What the task requires: Check each line below for the word "hard", then please report how many lines have it and nothing more.

Data records

┌────────

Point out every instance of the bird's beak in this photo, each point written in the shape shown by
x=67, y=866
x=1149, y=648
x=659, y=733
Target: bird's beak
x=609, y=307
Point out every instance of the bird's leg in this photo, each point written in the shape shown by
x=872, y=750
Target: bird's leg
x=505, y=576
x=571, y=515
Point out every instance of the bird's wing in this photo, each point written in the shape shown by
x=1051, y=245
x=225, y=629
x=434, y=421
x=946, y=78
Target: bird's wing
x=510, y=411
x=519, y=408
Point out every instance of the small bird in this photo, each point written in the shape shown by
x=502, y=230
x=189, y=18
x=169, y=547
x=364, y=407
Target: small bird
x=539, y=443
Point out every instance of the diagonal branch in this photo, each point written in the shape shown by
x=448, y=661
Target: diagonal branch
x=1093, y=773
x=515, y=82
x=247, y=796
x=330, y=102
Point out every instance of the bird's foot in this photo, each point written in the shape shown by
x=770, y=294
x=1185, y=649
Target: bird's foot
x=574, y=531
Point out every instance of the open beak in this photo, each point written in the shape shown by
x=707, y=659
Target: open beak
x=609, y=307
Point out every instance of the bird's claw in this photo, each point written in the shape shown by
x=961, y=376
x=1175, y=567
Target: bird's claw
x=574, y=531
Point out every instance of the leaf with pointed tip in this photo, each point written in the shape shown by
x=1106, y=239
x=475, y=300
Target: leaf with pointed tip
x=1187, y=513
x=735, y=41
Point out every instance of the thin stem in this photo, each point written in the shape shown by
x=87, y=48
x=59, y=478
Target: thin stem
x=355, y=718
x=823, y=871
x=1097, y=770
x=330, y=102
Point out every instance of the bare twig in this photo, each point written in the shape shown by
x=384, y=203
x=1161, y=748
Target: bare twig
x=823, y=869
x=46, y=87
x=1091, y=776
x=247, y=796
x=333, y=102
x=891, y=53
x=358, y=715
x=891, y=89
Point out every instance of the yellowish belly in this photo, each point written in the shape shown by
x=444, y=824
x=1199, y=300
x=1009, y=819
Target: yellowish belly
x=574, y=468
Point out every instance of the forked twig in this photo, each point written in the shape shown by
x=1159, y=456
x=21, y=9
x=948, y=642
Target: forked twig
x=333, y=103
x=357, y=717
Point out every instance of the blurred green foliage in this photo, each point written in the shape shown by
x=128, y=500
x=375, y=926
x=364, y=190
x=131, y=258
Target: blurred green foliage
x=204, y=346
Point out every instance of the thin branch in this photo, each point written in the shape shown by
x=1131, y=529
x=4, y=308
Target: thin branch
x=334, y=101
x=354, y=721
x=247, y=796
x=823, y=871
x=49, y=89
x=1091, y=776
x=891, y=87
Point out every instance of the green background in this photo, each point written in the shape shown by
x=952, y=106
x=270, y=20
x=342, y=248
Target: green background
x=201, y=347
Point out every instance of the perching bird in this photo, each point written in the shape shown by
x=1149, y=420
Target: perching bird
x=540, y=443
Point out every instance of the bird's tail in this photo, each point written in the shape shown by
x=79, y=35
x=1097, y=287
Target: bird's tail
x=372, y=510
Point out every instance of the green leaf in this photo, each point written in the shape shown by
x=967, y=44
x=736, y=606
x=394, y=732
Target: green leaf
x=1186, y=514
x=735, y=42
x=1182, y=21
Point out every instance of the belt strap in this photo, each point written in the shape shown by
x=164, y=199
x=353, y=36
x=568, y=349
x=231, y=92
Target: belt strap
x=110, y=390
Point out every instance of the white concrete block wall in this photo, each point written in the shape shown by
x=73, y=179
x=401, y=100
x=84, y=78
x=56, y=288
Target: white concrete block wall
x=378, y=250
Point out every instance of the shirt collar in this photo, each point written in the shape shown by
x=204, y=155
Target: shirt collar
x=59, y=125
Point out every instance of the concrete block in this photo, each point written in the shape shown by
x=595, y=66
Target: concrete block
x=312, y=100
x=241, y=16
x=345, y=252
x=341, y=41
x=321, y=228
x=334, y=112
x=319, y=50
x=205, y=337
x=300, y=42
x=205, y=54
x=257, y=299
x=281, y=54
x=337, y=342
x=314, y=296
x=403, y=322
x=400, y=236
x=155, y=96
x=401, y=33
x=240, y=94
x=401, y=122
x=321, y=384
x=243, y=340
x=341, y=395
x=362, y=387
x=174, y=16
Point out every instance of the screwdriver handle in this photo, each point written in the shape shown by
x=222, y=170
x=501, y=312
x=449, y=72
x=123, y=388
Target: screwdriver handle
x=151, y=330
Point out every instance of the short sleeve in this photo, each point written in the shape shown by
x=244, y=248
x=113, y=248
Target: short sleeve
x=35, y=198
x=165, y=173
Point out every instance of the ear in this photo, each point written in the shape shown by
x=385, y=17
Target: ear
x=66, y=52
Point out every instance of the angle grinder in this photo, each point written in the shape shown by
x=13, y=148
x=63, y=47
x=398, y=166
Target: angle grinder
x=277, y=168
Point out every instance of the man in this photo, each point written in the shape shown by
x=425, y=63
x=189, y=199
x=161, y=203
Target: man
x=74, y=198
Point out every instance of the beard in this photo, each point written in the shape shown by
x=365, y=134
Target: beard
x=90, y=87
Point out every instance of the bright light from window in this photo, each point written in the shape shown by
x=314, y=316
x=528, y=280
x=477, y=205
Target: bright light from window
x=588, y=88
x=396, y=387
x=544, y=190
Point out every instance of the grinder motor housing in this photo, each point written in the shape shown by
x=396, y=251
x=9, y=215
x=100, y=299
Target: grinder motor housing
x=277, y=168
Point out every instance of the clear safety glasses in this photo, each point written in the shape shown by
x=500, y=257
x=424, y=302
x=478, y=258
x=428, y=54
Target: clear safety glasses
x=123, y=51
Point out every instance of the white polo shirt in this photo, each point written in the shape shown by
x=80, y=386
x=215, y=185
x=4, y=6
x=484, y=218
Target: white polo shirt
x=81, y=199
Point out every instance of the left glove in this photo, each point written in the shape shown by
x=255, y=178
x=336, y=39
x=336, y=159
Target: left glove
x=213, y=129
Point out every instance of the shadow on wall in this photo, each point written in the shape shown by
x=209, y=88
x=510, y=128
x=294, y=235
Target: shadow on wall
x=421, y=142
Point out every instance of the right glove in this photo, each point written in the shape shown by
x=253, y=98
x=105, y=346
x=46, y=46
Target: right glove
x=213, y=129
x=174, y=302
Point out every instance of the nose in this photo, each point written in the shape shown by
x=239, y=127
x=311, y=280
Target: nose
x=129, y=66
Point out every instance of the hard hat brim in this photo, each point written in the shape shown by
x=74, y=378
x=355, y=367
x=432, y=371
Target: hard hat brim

└────────

Output for this exercise: 2